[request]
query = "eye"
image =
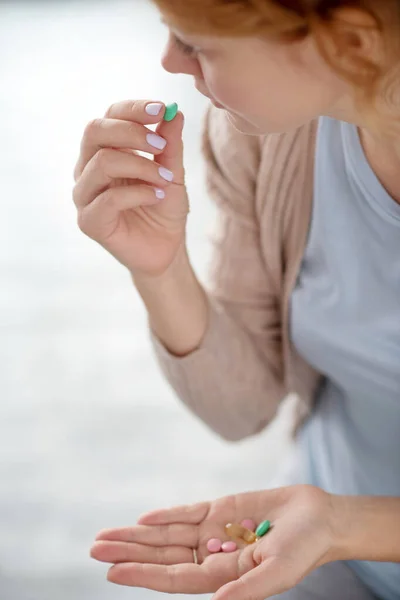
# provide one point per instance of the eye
(184, 48)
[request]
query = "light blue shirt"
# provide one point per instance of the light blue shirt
(345, 321)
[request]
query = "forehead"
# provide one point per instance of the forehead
(181, 33)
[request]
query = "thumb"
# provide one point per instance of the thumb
(172, 157)
(262, 582)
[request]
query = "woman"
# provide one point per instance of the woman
(303, 154)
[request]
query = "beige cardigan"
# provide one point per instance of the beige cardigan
(246, 364)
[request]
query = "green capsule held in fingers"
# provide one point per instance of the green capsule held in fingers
(170, 111)
(263, 528)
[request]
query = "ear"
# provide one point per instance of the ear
(357, 33)
(354, 41)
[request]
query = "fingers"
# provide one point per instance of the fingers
(109, 164)
(174, 579)
(172, 157)
(98, 219)
(272, 577)
(163, 535)
(194, 513)
(121, 552)
(123, 126)
(179, 578)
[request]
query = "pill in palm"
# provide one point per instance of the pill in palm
(240, 533)
(229, 547)
(214, 545)
(263, 528)
(248, 524)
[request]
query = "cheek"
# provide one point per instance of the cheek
(226, 88)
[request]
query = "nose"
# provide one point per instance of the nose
(174, 62)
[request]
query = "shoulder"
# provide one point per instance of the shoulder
(246, 170)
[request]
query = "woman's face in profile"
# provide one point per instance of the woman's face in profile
(264, 86)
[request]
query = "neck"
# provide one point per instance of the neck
(383, 154)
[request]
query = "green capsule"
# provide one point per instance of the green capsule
(170, 111)
(263, 528)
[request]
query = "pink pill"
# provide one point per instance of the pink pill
(214, 545)
(249, 524)
(229, 547)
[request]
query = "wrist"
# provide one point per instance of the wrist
(172, 272)
(341, 520)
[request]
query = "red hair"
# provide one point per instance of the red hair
(290, 20)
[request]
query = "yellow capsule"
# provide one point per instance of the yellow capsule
(239, 533)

_____

Gather every line of the entries above that contains the string "hair", and copy each such line in full. Matching is case-sensitive.

query = "red hair"
# provide one point per instance of the red hair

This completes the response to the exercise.